Document

^^^^

From: Beyers Cronje [mailto:bcronje at gmail.com] 
Sent: Wednesday, March 22, 2006 8:10 AM
To: Paine, Thomas Asa
Cc: Click
Subject: Re: [Click] click on 2.6 kernel stability


Hi Thomas,

Thanks for the reply. I am running a pure Intel 82545GM card connected
to a 100Mb switch. I used this same card on my old MB running 2.4.26 in
polling mode with the same e1000-5 click driver with no problems.
Unfortunately I had to replace my MB and the new SIS661 chipset is not
supported on the 2.4 kernel. 

What version or date of Click source are you using? Are you running the
E1000-5x driver? 

I've come across one possible bug in the e1000-5x driver, in the event
of a TX timeout the driver's tx timeout routine is called where
interrupts are enabled again, even though click polling is still
enabled/active. But I'm struggling to find out why the tx timeout
happens in the first place.

^^^^

(Excerpts of location labeling data)
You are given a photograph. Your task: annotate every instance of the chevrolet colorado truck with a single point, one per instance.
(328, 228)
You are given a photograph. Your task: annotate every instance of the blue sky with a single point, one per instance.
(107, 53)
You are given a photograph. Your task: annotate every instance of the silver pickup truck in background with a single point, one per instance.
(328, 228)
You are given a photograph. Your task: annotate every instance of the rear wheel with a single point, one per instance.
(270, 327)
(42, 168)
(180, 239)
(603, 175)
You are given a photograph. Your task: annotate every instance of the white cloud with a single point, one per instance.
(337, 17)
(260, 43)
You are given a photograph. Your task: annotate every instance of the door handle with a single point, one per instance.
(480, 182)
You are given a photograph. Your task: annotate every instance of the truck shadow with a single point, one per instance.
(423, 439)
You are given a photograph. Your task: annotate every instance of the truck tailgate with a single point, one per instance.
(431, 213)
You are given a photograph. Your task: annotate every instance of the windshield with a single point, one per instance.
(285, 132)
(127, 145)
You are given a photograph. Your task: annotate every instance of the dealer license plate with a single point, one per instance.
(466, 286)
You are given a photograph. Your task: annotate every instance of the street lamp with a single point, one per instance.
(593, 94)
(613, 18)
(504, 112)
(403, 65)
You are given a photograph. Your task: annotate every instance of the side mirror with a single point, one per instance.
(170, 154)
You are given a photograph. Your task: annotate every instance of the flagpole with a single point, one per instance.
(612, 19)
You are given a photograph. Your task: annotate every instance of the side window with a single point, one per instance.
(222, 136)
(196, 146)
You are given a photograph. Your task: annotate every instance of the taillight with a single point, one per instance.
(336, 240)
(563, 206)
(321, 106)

^^^^

Tasks for this exercise
#1 According to the email, why did the writer have to stop using the 2.4 kernel?
#2 In the email, give again the stretch from "What version or" through "the first place.".

Outputs in order
#1 The writer replaced the motherboard, and the new SIS661 chipset is not supported on the 2.4 kernel.

#2
What version or date of Click source are you using? Are you running the
E1000-5x driver? 

I've come across one possible bug in the e1000-5x driver, in the event
of a TX timeout the driver's tx timeout routine is called where
interrupts are enabled again, even though click polling is still
enabled/active. But I'm struggling to find out why the tx timeout
happens in the first place.